What you are asked to do
Return all of the data exactly as given.
#### Task material ####
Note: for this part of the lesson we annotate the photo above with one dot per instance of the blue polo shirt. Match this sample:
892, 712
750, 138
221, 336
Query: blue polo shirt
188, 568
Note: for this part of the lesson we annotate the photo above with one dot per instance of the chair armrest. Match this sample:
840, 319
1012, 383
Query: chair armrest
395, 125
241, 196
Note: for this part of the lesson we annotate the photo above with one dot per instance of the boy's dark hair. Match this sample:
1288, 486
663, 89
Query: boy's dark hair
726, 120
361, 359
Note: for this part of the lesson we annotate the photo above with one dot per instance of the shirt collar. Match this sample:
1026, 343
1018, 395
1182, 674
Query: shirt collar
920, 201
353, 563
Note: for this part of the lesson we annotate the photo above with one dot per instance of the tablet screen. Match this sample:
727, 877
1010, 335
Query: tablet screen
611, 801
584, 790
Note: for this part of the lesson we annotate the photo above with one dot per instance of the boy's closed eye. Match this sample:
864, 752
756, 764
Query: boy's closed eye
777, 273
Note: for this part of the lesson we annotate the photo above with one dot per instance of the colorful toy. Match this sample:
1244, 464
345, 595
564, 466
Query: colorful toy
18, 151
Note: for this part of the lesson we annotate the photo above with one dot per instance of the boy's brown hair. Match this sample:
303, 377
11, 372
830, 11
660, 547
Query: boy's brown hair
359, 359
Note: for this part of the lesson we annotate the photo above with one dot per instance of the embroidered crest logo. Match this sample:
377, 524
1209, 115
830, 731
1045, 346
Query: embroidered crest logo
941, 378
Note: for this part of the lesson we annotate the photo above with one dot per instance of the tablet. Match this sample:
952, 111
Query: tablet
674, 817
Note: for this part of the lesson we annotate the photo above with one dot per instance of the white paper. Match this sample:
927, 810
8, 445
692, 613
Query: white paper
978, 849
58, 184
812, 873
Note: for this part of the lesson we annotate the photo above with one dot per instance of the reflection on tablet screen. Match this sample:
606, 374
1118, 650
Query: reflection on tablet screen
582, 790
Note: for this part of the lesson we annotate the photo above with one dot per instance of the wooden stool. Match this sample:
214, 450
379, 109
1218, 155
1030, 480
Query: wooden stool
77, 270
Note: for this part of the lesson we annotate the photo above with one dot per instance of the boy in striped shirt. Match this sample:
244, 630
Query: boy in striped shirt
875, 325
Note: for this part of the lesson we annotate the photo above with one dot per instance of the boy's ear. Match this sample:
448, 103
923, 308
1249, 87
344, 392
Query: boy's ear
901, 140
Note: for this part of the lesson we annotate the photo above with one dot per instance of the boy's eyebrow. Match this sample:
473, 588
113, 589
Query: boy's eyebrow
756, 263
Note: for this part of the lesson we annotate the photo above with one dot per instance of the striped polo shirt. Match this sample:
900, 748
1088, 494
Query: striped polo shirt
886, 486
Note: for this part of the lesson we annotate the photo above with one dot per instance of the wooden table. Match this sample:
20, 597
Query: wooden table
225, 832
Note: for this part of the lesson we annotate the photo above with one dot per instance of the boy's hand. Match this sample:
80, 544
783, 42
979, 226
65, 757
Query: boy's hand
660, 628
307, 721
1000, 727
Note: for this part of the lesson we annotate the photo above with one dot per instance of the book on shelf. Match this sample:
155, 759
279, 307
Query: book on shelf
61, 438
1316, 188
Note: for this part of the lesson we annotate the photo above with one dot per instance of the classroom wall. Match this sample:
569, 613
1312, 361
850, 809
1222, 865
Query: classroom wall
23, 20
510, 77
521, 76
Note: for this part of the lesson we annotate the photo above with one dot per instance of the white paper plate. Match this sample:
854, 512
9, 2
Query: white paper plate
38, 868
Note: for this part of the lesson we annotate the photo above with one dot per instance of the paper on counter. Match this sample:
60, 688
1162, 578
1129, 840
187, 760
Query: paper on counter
####
Task response
Note: for this part of the lesson we annotate the photo above with one dot per instance of the blue polo shirt. Match this sample:
892, 712
750, 138
221, 336
Query: blue polo shirt
188, 568
Note: for this part of the lesson we annotate the photo above with one dot per instance of the chair armrest. Match this sample:
840, 319
1012, 383
Query: chair armrest
395, 125
241, 196
Note: for this part of the lesson we annotate the photo above with one dot per instance of the boy's dark hair. Match this sample:
1288, 486
663, 89
Query: boy's dark hair
726, 120
361, 359
Note: for this part of the lesson we annotate the photo above with one dot per instance of the shirt collar. Match this sample:
1026, 343
1018, 395
1182, 674
Query: shirt collar
920, 201
353, 563
Note: for this part of the lesson we annotate the photo above with one dot per instance of the tablet screen. Match this sample:
727, 877
1010, 335
Query: tablet screen
611, 801
584, 790
Note: for this part of the lesson we annotate the photo above with one dot per instance of the boy's closed eye. Match this sample:
864, 752
756, 764
Query: boy's closed eye
777, 273
Note: for this part of the lesson we annotate the photo above with one dot per instance of the colorful toy. Match this sample:
1244, 464
345, 595
564, 466
Query: colorful toy
18, 151
Note: for this part of the lesson we annotate the photo above with one dot per instance of the boy's brown hair. Match this sample:
303, 377
11, 372
830, 11
660, 547
Query: boy's brown hair
359, 359
Note: for this part of the lesson we annotate the photo above with one dot per instance of the embroidered crest logo. Match this sample:
377, 524
1209, 115
830, 731
1045, 346
Query: embroidered crest logo
941, 378
Note: for this part of the lesson we annotate the photo above with one dot per instance of the tablet. Match this sample:
952, 111
Query: tablet
674, 817
Note: for this part of the lesson we annotate the photo above with one dot per instance of the white paper. Match this sample:
927, 810
8, 445
692, 613
Query: white paper
978, 849
58, 184
812, 873
Note: for this part of the lesson we annotate the photo above with one dot per instance of the reflection on tablet screen. Match this sample:
606, 374
1118, 650
Query: reflection on tablet screen
582, 790
Note: for this part of the lesson we annotate the photo above with one dot per instance of the wooden stool. Match this sample:
214, 450
379, 109
1218, 155
1030, 480
Query: wooden stool
77, 270
Note: for this part of the lesson we annotate the photo above with one dot per instance of the boy in striped shirt. Match this sample:
244, 630
Query: boy in striped shirt
875, 325
Note: for this part of the lesson we annotate the photo above with one dot per instance of the boy's ear. Match this sample:
448, 103
923, 308
1249, 87
344, 392
Query: boy's ear
901, 140
Note: for this part of the lesson we annotate the photo above with one dot per instance of the boy's eyebrow. Match this sample:
473, 588
113, 589
Query: boy's eyebrow
756, 263
Note: for this part of the lesson we annotate the photo above with one dot per instance of the striped polo shirt. Match this sample:
900, 748
1088, 494
Query: striped polo shirt
886, 486
Note: for this part of the lesson we annotate the photo above with one dot per instance of the wooden table. Match this sample:
20, 597
Query: wooden table
225, 832
Note: for this part of the lesson we annotate the photo above with one dot per instance of the boy's hand. Match this sample:
80, 544
783, 42
979, 226
65, 757
Query: boy's hand
660, 628
307, 721
1000, 727
Note: for this part of the lesson we annotate the photo above with one dot per instance of the book on shelf. Match this sample:
155, 759
279, 307
Query: book on shelf
61, 438
1316, 188
Note: for this part of the lesson we annotate the photo above with one dot per instance of the classroom wall. Match this sample:
569, 613
1312, 361
850, 809
1222, 865
Query: classroom wall
23, 20
510, 77
521, 76
Note: for this part of the lesson we annotate the photo above with one dot per instance of the white paper plate. Match this sample:
854, 512
9, 2
Query: white paper plate
38, 868
Note: for this part of the lesson we annotate the photo above with one dot per instance of the paper on counter. Match this sample:
60, 688
1162, 578
1129, 840
187, 760
Query: paper on counter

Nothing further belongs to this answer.